§ Work request
Output the data word for word. Begin at its first line and end at the line with "--target weathered wooden plank".
---------- Data to examine
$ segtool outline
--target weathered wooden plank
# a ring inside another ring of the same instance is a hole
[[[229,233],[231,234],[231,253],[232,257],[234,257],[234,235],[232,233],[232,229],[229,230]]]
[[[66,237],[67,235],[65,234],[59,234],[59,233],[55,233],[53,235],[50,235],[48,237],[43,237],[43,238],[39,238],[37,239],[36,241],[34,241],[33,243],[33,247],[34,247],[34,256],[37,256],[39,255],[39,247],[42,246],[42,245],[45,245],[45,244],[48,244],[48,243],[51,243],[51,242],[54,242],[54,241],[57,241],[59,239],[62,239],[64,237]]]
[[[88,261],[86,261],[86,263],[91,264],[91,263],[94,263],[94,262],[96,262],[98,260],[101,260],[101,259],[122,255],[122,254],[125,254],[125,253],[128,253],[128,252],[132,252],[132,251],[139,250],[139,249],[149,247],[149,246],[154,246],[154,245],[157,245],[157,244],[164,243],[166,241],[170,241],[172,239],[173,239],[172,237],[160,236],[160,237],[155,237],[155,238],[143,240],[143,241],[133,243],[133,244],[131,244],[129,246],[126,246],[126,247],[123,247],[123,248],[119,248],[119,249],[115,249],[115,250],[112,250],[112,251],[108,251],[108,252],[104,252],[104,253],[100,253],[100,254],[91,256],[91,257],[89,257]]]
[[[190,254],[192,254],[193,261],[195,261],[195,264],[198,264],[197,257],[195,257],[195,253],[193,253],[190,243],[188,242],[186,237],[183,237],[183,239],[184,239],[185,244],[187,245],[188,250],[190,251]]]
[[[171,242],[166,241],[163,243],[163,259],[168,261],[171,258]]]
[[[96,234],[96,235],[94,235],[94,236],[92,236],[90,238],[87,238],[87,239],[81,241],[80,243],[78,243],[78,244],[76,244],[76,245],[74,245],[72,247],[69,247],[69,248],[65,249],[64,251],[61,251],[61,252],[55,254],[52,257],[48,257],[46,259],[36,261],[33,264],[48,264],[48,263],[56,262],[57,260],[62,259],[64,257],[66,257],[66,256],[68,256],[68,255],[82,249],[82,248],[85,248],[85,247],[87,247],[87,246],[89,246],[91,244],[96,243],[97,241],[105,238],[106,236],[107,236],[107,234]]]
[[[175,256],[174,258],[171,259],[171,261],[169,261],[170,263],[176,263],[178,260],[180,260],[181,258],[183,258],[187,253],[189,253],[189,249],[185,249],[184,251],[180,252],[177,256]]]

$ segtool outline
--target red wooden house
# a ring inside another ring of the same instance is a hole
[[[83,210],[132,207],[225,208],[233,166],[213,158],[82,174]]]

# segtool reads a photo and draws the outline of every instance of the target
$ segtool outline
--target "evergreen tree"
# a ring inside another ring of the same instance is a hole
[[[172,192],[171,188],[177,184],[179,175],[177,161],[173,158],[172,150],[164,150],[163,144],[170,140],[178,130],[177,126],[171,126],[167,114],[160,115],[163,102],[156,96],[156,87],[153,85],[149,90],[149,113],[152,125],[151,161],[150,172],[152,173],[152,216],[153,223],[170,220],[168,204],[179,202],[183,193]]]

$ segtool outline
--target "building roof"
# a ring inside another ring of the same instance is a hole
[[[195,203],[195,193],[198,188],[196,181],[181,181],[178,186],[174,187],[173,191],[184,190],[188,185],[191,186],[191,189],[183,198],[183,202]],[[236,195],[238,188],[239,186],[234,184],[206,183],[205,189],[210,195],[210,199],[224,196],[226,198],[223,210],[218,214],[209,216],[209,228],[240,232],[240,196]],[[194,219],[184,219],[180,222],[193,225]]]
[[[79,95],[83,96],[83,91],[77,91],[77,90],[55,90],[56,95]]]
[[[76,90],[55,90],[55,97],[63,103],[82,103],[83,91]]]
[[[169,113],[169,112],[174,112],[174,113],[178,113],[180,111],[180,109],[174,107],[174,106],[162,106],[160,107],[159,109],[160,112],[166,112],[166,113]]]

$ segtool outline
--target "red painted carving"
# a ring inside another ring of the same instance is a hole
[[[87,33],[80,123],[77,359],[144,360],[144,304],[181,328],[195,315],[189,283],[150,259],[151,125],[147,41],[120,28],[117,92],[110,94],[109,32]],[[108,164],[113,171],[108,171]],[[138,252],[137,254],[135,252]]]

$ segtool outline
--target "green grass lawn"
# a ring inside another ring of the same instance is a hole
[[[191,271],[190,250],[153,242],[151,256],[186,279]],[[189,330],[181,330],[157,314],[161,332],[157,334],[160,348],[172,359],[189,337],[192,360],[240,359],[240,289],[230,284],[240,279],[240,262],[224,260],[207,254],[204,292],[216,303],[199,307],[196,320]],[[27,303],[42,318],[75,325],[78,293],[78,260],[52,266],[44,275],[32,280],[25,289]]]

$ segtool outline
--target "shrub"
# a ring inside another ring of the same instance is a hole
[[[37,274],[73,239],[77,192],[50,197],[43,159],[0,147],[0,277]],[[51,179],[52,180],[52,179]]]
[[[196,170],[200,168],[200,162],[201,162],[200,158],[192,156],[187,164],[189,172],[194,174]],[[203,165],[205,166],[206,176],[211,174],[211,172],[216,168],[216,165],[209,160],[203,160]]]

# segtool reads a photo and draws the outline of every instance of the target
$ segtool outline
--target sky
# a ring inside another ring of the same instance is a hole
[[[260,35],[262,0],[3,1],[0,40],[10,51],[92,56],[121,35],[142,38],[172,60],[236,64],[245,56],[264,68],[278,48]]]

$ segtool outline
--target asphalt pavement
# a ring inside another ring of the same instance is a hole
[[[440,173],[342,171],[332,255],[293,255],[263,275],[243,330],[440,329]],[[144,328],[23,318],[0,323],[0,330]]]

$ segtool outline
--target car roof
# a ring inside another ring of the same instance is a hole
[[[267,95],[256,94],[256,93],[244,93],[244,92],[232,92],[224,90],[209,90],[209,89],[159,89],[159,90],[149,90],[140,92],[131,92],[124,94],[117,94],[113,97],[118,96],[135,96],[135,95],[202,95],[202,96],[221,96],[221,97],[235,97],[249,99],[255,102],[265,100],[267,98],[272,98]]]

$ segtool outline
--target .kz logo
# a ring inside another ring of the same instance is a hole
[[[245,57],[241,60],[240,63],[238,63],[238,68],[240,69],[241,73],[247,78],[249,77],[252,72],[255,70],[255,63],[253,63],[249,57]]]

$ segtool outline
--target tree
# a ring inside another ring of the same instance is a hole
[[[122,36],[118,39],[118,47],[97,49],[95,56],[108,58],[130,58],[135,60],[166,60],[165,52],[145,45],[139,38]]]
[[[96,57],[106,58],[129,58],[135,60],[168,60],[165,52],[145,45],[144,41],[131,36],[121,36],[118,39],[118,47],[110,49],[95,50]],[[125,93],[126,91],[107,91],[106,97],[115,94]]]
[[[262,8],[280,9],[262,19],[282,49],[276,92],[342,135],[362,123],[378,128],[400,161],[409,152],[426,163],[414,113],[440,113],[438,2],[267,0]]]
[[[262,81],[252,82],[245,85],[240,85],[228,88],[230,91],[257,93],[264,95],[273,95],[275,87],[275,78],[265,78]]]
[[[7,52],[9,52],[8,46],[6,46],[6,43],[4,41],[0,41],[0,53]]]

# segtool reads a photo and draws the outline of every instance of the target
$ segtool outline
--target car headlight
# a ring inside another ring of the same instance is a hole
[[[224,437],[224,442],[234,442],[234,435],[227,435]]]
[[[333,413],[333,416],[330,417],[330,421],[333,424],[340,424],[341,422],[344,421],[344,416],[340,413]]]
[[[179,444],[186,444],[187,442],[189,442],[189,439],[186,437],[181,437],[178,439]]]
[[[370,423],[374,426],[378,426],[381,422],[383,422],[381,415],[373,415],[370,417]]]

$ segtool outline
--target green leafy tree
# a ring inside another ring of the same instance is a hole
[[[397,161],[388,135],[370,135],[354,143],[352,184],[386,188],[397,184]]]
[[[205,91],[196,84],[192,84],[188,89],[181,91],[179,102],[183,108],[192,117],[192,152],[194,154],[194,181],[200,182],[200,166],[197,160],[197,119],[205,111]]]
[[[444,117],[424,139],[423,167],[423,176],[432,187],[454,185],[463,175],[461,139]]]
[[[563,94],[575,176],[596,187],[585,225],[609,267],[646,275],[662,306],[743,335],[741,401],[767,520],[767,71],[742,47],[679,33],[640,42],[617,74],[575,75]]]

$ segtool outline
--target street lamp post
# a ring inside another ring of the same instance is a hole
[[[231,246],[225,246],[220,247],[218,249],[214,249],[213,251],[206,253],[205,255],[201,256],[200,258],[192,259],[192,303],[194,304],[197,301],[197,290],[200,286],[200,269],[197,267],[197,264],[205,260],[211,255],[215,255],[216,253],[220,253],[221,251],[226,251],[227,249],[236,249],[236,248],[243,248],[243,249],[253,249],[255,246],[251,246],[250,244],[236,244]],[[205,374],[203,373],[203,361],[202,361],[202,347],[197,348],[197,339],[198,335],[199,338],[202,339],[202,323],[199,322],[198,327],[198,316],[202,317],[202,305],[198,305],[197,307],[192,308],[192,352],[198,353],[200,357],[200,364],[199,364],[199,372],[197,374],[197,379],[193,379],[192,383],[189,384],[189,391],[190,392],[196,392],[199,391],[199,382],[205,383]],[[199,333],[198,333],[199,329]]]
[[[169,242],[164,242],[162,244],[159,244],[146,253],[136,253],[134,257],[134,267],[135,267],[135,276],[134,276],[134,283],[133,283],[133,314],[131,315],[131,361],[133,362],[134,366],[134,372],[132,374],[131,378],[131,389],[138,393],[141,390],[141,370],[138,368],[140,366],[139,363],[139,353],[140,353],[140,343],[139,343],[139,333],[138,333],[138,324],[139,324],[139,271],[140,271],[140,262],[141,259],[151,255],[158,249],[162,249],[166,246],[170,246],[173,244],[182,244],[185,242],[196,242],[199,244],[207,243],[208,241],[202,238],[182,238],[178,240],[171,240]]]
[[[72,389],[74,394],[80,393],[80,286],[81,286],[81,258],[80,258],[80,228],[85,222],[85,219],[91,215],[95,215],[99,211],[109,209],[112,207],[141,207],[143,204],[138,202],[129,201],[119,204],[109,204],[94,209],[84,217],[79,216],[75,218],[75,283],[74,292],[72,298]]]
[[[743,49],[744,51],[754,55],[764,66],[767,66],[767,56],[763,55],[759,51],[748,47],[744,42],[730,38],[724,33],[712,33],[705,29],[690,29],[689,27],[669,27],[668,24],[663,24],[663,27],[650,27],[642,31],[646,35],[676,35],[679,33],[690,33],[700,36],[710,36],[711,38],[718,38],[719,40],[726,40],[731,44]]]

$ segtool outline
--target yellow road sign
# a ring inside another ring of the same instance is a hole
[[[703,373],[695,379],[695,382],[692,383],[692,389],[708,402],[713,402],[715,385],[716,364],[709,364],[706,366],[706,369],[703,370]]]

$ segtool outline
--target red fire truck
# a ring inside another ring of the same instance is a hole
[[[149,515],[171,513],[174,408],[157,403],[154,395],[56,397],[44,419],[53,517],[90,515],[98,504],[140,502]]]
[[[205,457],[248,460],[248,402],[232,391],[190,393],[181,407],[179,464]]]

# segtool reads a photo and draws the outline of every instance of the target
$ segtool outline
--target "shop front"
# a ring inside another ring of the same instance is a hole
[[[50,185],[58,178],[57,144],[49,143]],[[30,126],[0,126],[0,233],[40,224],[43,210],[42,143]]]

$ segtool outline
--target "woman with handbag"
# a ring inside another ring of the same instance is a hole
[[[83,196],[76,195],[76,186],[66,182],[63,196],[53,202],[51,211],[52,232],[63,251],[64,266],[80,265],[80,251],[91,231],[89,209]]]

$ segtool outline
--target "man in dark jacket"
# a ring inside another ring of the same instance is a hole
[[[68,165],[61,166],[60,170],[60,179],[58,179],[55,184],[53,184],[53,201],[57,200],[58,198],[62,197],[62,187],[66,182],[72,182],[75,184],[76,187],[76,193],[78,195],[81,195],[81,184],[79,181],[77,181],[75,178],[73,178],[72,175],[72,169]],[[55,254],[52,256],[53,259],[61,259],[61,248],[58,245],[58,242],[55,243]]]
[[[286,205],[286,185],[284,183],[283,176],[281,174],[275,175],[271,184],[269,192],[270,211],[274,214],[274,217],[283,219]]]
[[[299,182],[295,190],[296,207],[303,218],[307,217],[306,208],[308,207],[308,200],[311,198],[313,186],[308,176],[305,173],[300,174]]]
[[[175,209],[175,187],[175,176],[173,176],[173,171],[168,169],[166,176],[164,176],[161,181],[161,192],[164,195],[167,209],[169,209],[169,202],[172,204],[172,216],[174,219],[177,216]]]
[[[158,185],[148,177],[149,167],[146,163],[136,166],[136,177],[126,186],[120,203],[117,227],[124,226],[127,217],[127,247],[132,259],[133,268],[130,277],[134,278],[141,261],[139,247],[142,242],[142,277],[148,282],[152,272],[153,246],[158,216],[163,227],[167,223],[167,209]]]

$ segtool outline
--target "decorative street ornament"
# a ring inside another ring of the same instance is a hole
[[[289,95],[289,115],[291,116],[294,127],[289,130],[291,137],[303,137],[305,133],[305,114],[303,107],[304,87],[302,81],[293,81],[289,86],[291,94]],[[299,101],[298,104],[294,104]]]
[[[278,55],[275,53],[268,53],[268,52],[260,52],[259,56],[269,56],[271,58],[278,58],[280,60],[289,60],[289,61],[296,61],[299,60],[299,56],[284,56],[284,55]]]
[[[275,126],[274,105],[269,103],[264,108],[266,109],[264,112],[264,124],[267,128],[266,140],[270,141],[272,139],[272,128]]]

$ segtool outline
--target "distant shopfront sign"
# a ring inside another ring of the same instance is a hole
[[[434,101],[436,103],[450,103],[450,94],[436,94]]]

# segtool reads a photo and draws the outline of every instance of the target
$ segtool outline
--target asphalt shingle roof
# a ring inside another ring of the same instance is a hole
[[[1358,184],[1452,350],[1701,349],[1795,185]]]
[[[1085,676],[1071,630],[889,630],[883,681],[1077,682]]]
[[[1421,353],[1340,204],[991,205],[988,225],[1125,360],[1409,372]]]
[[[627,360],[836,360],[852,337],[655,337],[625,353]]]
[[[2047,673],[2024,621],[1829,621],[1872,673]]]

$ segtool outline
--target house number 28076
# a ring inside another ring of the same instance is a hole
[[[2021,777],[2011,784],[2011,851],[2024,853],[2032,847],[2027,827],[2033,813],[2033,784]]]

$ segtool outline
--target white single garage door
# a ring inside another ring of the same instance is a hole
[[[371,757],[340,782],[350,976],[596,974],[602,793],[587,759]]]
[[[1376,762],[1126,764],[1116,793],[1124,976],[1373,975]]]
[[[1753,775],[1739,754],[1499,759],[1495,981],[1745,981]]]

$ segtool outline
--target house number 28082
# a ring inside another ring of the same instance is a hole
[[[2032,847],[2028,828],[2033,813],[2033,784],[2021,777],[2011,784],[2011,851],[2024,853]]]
--------------------
§ Answer space
$ segtool outline
--target weathered wooden plank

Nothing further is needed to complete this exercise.